* BEGIN Data for this task *

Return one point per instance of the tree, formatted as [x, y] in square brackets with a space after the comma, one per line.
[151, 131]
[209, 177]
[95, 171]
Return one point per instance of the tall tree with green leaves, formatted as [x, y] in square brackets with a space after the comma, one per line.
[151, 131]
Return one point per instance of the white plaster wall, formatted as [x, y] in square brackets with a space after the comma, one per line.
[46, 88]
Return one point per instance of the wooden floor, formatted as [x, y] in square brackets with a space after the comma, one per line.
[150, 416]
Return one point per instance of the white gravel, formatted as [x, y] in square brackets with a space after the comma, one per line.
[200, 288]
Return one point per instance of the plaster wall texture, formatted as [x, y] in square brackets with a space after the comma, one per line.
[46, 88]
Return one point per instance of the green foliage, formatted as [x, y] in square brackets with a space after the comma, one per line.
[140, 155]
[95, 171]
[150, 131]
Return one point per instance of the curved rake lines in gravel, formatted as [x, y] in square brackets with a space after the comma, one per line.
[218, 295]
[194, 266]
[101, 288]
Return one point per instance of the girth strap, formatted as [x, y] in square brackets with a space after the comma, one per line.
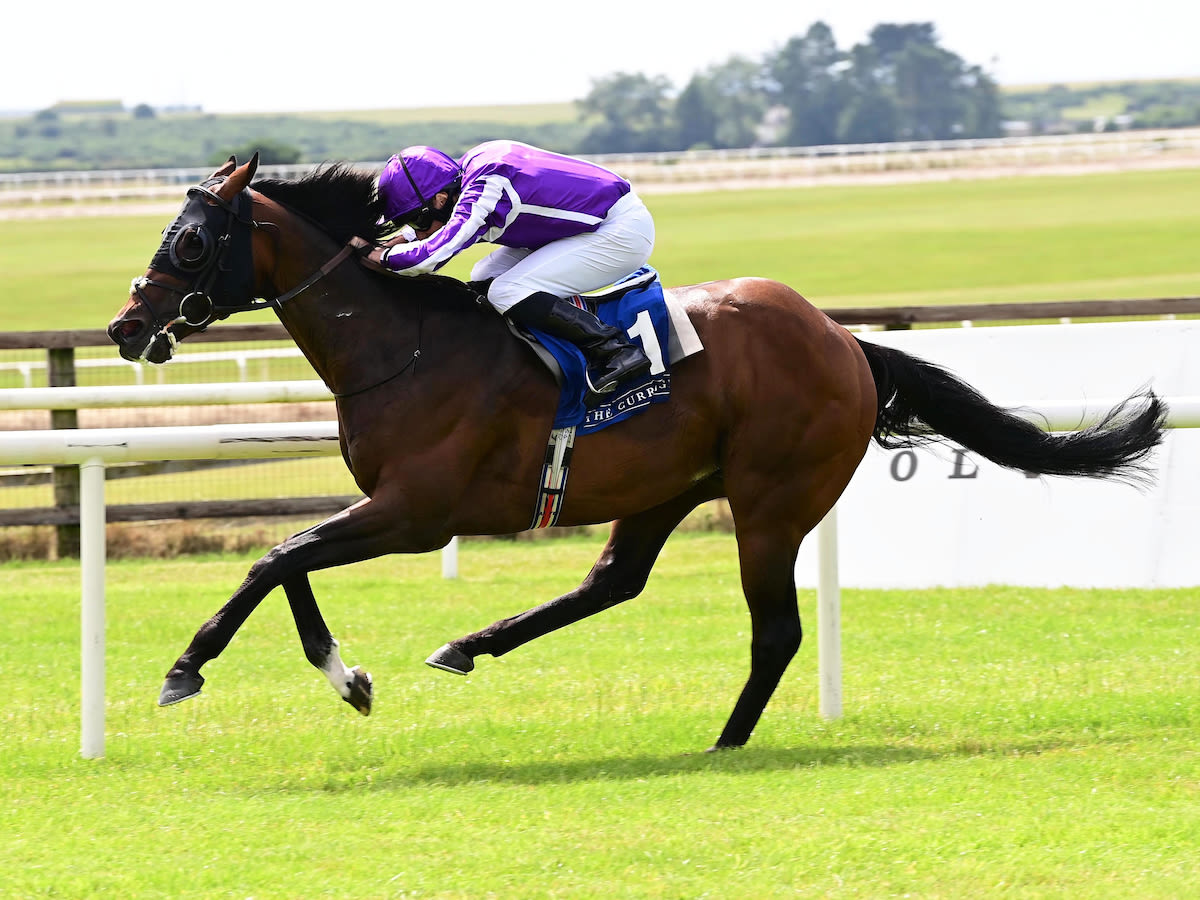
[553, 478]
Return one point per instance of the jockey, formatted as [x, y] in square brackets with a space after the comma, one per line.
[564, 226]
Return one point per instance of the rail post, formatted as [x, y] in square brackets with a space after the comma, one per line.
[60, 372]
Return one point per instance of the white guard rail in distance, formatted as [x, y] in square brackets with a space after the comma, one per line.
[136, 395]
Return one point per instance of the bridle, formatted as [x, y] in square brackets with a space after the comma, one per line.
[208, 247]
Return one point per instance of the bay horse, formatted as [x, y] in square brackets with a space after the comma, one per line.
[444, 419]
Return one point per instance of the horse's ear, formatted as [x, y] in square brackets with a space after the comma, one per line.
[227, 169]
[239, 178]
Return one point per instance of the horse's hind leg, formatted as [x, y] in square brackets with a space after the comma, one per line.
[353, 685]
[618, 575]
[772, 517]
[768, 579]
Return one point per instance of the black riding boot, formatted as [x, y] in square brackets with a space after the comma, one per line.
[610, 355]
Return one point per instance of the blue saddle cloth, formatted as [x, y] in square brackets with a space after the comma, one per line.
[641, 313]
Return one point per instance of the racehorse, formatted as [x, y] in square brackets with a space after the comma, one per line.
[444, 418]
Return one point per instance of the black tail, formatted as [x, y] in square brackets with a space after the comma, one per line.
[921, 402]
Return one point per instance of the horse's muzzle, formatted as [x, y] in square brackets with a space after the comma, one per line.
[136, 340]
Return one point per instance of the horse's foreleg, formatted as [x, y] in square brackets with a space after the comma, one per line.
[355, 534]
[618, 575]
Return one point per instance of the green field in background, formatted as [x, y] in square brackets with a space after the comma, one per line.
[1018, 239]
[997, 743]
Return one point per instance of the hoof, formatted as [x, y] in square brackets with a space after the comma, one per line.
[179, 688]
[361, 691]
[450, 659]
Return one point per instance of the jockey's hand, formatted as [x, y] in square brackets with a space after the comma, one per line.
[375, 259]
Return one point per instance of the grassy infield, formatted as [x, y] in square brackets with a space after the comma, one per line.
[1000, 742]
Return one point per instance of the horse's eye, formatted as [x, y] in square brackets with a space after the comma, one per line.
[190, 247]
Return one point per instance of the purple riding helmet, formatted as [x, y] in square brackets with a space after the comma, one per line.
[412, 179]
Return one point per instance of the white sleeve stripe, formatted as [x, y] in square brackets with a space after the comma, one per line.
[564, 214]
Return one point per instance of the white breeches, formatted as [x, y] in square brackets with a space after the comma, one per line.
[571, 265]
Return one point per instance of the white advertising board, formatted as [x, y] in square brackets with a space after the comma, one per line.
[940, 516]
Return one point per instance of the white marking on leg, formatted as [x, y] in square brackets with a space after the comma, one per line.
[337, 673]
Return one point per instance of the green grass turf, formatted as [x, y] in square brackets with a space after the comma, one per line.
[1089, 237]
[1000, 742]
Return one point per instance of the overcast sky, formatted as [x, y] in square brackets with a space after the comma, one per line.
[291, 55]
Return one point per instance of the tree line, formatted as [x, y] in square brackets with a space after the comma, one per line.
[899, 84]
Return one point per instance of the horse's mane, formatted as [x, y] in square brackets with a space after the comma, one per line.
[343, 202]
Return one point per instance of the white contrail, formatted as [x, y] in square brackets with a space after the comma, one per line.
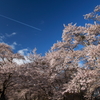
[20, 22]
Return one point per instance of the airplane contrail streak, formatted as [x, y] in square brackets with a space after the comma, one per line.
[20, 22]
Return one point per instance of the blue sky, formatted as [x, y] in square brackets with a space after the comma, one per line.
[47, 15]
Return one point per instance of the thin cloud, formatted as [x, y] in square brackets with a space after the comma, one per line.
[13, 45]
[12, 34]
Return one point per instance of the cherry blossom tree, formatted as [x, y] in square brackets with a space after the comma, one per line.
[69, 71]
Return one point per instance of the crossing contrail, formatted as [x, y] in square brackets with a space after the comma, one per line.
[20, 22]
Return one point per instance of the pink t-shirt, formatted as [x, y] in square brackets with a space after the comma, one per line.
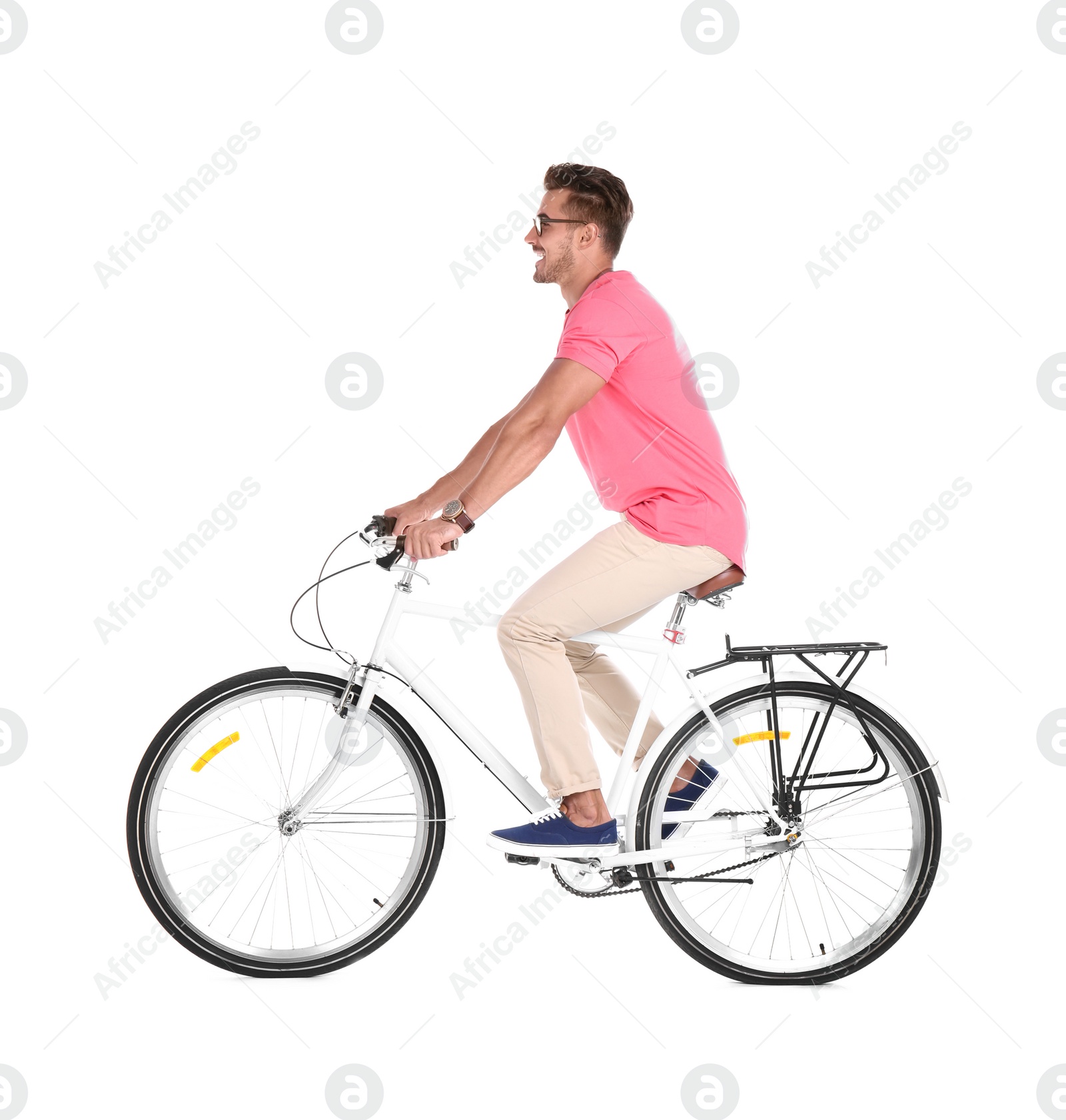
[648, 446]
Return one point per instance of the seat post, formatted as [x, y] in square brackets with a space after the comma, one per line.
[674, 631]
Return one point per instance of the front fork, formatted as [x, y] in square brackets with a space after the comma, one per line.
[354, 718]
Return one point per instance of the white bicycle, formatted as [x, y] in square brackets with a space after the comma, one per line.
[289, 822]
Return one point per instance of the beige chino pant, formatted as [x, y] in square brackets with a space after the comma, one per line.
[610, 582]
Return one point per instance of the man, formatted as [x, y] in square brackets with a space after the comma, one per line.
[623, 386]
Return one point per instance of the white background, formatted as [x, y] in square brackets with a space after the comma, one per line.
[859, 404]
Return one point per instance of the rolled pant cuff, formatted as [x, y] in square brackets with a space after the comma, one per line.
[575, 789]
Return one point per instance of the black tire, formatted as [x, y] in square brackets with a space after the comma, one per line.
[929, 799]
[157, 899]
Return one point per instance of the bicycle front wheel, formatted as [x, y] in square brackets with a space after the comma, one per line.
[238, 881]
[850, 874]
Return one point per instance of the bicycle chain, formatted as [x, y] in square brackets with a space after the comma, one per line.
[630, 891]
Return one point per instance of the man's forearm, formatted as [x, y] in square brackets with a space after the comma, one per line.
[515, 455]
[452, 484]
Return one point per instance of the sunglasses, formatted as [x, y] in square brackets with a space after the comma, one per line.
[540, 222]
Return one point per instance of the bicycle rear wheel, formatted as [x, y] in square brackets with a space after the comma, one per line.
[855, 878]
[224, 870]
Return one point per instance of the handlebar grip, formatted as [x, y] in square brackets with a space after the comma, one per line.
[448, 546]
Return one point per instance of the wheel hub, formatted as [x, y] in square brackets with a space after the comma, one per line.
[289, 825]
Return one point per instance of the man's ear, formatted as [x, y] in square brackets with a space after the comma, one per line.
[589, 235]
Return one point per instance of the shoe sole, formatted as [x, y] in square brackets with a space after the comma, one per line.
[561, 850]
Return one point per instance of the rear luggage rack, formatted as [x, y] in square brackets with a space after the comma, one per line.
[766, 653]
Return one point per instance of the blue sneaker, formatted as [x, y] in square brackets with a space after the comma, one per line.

* END Data for this task *

**What the task requires:**
Restate the whole listing above exactly, except for its images.

**Solution for this exercise:**
Return one point per instance of the tree, formatted as [x, y] in square brackets with a space after the comma, one per line.
[151, 131]
[209, 177]
[95, 171]
Return one point per instance of the tall tree with green leaves, formatted as [x, y] in square brackets with a space after the comma, one per line.
[151, 131]
Return one point per instance of the white plaster wall, formatted as [x, y] in square brackets with a space after the comma, one per line.
[46, 88]
Return one point per instance of the wooden floor, formatted as [x, y] in square brackets with a space after the comma, one per line.
[150, 416]
Return one point per instance of the white gravel, formatted as [x, y] in square brackets with a space after the comma, one per line.
[200, 288]
Return one point per instance of the plaster wall texture, formatted as [x, y] in square brackets with a space after the comma, one per line.
[46, 88]
Return one point per instance of the green foliage, formatted as [x, y] in square brackets with a space after the comma, one per line.
[140, 155]
[95, 171]
[150, 131]
Return one point per instance of the curved rake lines in gravel, formatted as [x, y] in square brackets with a space after the comma, one per line.
[218, 295]
[194, 266]
[101, 288]
Return one point per instance of the girth strap, formatted as [x, y] in square brackets with a space after the comma, one per line.
[553, 478]
Return one point per instance of the jockey, formatted as [x, y] in square brackets with a space after the comma, one per line.
[564, 226]
Return one point per instance of the rail post, formatted as [x, y] in square brackets with a space after the comma, one per line.
[60, 372]
Return one point per instance of the white guard rail in distance, formatted as [x, y] in square brackets with a space after the comma, one per line.
[136, 395]
Return one point per instance of the bridle, formatted as [x, y] in square brackets with a space after the comma, one per line.
[208, 247]
Return one point per instance of the bay horse, formatted as [x, y] in square brackets with a space after the comma, one per line.
[444, 419]
Return one point per instance of the horse's ear, formatted as [x, y] in square brackets with a space after the comma, one per line.
[227, 169]
[239, 178]
Return one point per instance of the horse's hind leg, formatted as [x, y] in square brackets with a space after the comma, one per line.
[353, 685]
[618, 575]
[772, 517]
[768, 579]
Return one point per instance of the black riding boot, formatted as [x, y] in square brackets with a space after the comma, one per line.
[610, 355]
Return one point per instance of the blue saddle cloth, formatted as [x, y] in square brackets with a space after the comma, one per line.
[641, 313]
Return one point per instance of the racehorse, formatted as [x, y] in square brackets with a space after the comma, one per line.
[444, 418]
Return one point per instance of the black tail, formatted as [x, y] in square brackets with a space after the comma, one per line.
[921, 402]
Return one point per instance of the horse's muzzle, formatted as [x, y] in square brackets with a space after the comma, one per line.
[136, 340]
Return one point per instance of the horse's foreleg, formatted as [x, y] in square brackets with a space after the comma, one per line.
[355, 534]
[618, 575]
Return one point per instance of the green field in background, formatted as [x, y] in square brackets with a space after the comma, one per line.
[1018, 239]
[997, 743]
Return one point per instance of the hoof, formatted as [x, y] in square brackets with a space after the comma, one per line.
[179, 688]
[361, 691]
[450, 659]
Return one point per instance of the jockey's hand, formatted as [x, y] in square brackets with a space after the comma, one per line.
[375, 259]
Return one point per instance of the grassy infield, formatted as [x, y] in square brackets with a space after the comma, one per line.
[1000, 742]
Return one point per instance of the horse's eye, formatted as [x, y] in square brackets with a space after the comma, one per line.
[190, 247]
Return one point per instance of the purple riding helmet, formatted as [x, y] in square brackets with a space after the comma, one per line.
[412, 179]
Return one point per instance of the white sleeve stripe, formatted as [x, y] in square brackets with a space after the comma, one per line.
[564, 214]
Return one point per instance of the white breeches, formatted as [x, y] in square brackets with a space after the comma, one per line.
[571, 265]
Return one point per instance of the white advertising board, formatted as [x, y] in square brackets with a space after the comma, one per line.
[940, 516]
Return one point per instance of the white marking on leg, formatted as [x, y] in square brackets with a space after the comma, one per line.
[337, 673]
Return one point per instance of the green grass turf, formatted as [x, y] in square brackets with a space after the comma, one per line.
[1089, 237]
[1000, 742]
Return one point per instance of the overcast sky, formatted as [x, y] in square brackets with a space after the comma, one per line.
[291, 55]
Return one point per instance of the tree line, formatted as [x, y] in square brackets with a space after the comma, one per line.
[899, 84]
Return one point per instance of the horse's mane, formatted as [x, y] in square brackets with a space after the comma, one per line.
[343, 202]
Return one point per instance of the white contrail, formatted as [x, y] in square brackets with a space after the comma, one per line.
[20, 22]
Return one point per instance of the airplane contrail streak, formatted as [x, y] in square brackets with a space after the comma, one per line.
[20, 22]
Return one point per instance of the blue sky, formatted as [x, y] in square brackets with a space after the comma, one per line.
[47, 15]
Return one point per instance of the thin cloud, formatted as [x, y] in square brackets with a space after the comma, one per line.
[13, 45]
[12, 34]
Return one point per instance of the cherry blossom tree, formatted as [x, y] in square brackets with a space after the comma, one per line.
[69, 71]
Return one point per instance of the crossing contrail, formatted as [x, y] in square brackets with a space after the comma, one per line.
[20, 22]
Return one point per instance of the pink t-shirt, formatted as [x, y] in square brackets with a space after the comma, one per line.
[648, 446]
Return one point per instance of the seat post, formatted as [x, y] in square brackets with a space after the comma, one per line.
[674, 631]
Return one point per instance of the front fork, formatted as [x, y] in square brackets with a space after the comma, one per line.
[354, 718]
Return one point per instance of the white bicycle, formatted as [x, y] in square brackets with a space after the comma, one per line.
[289, 822]
Return one point per instance of the beige chino pant, formatted as [x, y] in square brackets with a space after the comma, one per line.
[610, 582]
Return one point per instance of the man, formatted as [x, y] in square brackets with a space after the comma, one per line.
[623, 386]
Return one point per instance of the white background, formatted as [x, y] in square brackets with a space after the comma, one per line.
[859, 404]
Return one point per instance of the rolled pant cuff, formatted as [x, y] in square brackets with a space after the comma, one per line.
[575, 789]
Return one point per instance of the black tire, formatted as [x, y] in square brackets with a space after the comma, one per line.
[929, 799]
[157, 899]
Return one point per instance of the bicycle front wheel, formatted as [x, y] in square brackets with a space after the comma, one per line.
[238, 881]
[850, 874]
Return one point per instance of the bicycle chain, formatted as [x, y] in square brackets with a space after the comma, one per line.
[630, 891]
Return one point per instance of the man's forearm, formatted as [x, y] in square brackets with a space after the comma, one per line.
[515, 455]
[452, 484]
Return one point per instance of the sunglasses, formatted as [x, y] in square brackets with a space after the comma, one per line.
[540, 222]
Return one point per instance of the bicycle rear wheel, formatted as [x, y] in square brackets with a space after the comma, one per line.
[855, 878]
[224, 870]
Return one point per instance of the handlebar grip, formatted as [x, y] in square brackets with a space after the comma, one per line.
[448, 546]
Return one point per instance of the wheel hub, formatted as [x, y] in square brackets with a space after the comma, one per line.
[289, 825]
Return one point per instance of the man's ear, formatted as [x, y] in square brackets with a space after the comma, one per line.
[589, 235]
Return one point per instance of the shoe sole, formatted as [x, y] in square brackets with a space after the comma, one per line.
[561, 850]
Return one point per instance of the rear luggage rack, formatted as [x, y] in square brackets with a space after the comma, one per line.
[766, 653]
Return one point per instance of the blue sneaker, formatted as [x, y] in square brackets with a space after the comma, one per line.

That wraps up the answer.